[WHAT IS NEEDED]: Could you resume the mailing-list reply about the outer-loop vectorization patch, starting right after its last line?

[TEXT SECTION]:

>> BEGIN

Re: [PATCH] Yet another simple fix to enhance outer-loop vectorization.

public inbox for gcc-patches@gcc.gnu.org
 help / color / mirror / Atom feed

From: Yuri Rumyantsev <ysrumyan@gmail.com>
To: Richard Biener <richard.guenther@gmail.com>
Cc: gcc-patches <gcc-patches@gcc.gnu.org>,
	Igor Zamyatin <izamyatin@gmail.com>
Subject: Re: [PATCH] Yet another simple fix to enhance outer-loop vectorization.
Date: Wed, 17 Jun 2015 17:13:00 -0000	[thread overview]
Message-ID: <CAEoMCqRi9GJhnqkB4Yea3ENZce8pbrH6Qc53hVUBgQHCYko7Pw@mail.gmail.com> (raw)
In-Reply-To: <CAFiYyc239jQ+ZyoNHsrBMnT=u0z0DXJKDB=WvfJPbqXa_hYZQw@mail.gmail.com>

[-- Attachment #1: Type: text/plain, Size: 7882 bytes --]

Richard,

I attached updated patch.
You asked me to explain why I did changes for renaming.
If we do not change PHI arguments for inner loop header we can get the
following IR:
source outer loop:
  <bb 5>: outer-loop header
  # i_45 = PHI <0(4), i_18(9)>
  # .MEM_17 = PHI <.MEM_4(D)(4), .MEM_44(9)>

  <bb 6>:inner-loop header
  # .MEM_46 = PHI <.MEM_44(7), .MEM_17(5)>

after duplication we have (without argument correction):
  <bb 12>:
  # i_74 = PHI <i_64(13), 0(17)>
  # .MEM_73 = PHI <.MEM_97(13), .MEM_4(D)(17)>

  <bb 15>:
  # .MEM_63 = PHI <.MEM_17(12), .MEM_97(16)>

and later we get verifier error:
test1.c:20:6: error: definition in block 6 does not dominate use in block 10
 void foo (int n)

>> END

[RECORD SET]:
>> BEGIN

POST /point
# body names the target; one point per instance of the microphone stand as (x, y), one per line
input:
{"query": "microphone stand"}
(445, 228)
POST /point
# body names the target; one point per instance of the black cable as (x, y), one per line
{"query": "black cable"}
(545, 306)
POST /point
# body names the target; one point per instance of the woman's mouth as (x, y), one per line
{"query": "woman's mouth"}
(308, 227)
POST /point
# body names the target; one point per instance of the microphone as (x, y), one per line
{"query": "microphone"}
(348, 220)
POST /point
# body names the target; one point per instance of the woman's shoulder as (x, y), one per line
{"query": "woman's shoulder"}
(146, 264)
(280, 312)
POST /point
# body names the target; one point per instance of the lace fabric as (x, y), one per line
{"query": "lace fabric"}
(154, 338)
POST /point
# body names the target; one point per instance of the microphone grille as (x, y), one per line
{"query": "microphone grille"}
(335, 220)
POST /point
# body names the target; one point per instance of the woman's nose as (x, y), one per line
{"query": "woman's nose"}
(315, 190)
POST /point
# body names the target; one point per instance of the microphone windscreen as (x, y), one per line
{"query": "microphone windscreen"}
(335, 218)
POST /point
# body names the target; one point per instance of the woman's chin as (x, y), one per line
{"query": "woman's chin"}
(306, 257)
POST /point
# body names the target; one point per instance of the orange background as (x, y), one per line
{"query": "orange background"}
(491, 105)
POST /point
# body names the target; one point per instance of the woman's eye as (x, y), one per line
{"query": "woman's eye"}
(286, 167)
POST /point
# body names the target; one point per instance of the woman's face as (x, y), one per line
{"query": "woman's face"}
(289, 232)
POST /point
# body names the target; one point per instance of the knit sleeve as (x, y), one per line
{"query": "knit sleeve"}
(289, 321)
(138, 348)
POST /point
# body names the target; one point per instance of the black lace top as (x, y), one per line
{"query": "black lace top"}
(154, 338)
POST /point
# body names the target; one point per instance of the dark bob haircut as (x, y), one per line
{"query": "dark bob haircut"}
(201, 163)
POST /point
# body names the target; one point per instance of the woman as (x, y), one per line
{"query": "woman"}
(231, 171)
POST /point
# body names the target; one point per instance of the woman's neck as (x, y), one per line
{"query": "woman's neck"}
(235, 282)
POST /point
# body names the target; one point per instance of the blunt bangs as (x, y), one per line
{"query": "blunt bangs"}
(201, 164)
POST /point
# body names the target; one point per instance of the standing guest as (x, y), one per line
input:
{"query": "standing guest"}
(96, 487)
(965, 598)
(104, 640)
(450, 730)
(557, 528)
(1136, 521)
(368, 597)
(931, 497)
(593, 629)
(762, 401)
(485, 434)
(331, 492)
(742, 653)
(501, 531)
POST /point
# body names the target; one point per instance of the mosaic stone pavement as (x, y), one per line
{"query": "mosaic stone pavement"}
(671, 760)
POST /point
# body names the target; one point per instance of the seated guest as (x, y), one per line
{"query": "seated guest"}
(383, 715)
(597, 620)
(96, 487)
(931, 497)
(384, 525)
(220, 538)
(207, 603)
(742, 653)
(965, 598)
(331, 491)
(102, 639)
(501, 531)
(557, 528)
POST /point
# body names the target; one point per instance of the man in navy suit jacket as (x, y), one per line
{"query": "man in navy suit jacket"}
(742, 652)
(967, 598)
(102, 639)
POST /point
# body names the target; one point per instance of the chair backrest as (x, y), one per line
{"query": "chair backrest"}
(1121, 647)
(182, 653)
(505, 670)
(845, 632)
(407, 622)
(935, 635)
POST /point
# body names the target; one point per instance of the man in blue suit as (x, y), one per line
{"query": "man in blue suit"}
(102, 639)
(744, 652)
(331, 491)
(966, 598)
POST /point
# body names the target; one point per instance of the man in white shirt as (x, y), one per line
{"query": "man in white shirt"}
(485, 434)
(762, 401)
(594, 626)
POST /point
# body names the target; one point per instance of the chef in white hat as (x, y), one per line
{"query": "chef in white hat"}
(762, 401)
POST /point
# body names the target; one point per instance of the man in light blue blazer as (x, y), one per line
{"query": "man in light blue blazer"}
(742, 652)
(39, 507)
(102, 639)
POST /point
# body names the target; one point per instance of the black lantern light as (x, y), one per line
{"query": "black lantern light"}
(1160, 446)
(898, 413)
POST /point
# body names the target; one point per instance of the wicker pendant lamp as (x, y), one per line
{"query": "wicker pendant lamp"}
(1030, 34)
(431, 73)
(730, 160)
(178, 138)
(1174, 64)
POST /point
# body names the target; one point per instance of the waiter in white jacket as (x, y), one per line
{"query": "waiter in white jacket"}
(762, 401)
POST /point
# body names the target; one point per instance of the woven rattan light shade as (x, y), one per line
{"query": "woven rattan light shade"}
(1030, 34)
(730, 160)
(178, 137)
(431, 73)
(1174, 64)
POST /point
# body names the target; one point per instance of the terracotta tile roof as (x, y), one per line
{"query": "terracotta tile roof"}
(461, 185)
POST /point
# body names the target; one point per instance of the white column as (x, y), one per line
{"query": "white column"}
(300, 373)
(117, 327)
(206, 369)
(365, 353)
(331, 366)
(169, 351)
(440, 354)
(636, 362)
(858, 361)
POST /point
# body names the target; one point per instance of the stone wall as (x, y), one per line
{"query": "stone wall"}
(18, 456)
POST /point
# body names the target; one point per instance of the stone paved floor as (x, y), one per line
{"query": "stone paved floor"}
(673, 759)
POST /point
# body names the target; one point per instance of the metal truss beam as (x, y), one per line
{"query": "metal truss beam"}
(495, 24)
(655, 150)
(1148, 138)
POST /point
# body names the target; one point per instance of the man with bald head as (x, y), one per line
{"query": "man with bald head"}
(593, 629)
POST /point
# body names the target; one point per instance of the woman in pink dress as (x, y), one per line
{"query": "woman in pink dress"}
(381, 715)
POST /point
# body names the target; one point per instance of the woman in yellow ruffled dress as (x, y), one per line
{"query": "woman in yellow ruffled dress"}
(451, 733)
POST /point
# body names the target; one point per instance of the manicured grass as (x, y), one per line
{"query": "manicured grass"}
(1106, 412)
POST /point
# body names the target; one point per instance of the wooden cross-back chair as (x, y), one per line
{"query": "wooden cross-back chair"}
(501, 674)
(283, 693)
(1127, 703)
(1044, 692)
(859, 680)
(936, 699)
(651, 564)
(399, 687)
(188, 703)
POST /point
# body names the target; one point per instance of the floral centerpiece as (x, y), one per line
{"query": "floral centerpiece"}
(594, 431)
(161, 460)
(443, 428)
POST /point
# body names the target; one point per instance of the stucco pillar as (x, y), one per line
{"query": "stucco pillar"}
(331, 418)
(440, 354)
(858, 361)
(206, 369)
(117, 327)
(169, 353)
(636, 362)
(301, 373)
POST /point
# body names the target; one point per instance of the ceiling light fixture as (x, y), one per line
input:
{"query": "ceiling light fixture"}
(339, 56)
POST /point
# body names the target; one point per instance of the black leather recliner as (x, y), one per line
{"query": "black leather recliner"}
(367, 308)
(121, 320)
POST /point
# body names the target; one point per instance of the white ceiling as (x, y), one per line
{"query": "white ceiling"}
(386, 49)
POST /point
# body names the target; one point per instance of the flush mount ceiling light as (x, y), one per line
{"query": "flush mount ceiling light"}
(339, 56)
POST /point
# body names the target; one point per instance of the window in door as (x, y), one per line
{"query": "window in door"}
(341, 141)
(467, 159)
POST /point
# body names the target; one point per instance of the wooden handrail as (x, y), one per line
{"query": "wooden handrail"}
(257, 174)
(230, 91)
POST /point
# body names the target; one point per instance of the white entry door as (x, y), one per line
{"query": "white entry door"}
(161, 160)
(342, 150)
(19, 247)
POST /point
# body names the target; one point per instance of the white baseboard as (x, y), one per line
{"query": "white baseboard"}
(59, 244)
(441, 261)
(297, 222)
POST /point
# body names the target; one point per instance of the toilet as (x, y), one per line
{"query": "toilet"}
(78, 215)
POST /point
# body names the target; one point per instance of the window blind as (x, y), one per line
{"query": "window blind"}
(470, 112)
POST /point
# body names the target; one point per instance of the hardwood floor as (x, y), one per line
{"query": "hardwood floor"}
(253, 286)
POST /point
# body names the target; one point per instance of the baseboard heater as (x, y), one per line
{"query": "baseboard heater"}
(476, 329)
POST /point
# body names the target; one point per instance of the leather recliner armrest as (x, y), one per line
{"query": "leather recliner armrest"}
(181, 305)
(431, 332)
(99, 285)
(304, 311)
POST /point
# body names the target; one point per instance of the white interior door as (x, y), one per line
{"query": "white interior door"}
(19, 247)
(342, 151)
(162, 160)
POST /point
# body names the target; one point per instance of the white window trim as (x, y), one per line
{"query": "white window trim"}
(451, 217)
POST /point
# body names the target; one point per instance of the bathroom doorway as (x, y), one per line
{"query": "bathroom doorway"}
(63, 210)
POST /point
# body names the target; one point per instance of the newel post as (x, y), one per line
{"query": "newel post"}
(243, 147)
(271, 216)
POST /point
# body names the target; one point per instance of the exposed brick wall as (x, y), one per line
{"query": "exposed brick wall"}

>> END

[THE REPLY]:
      ^
for SSA_NAME: .MEM_17 in statement:
.MEM_63 = PHI <.MEM_17(10), .MEM_97(14)>

and you can see that we need to rename MEM_17 argument for out-coming
edge to MEM_73 since
MEM_17 was converted to MEM_73 in outer-loop header.

This explains my simple fix in rename_variables_in_bb.
Note also that loop distribution is not performed for outer loops.

I also did a change in slpeel_can_duplicate_loop_p to simplify check.

Any comments will be appreciated.

Yuri.

2015-06-17 15:24 GMT+03:00 Richard Biener <richard.guenther@gmail.com>:
> On Tue, Jun 16, 2015 at 4:12 PM, Yuri Rumyantsev <ysrumyan@gmail.com> wrote:
>> Thanks a lot Richard for your review.
>>
>> I presented updated patch which is not gated by force_vectorize.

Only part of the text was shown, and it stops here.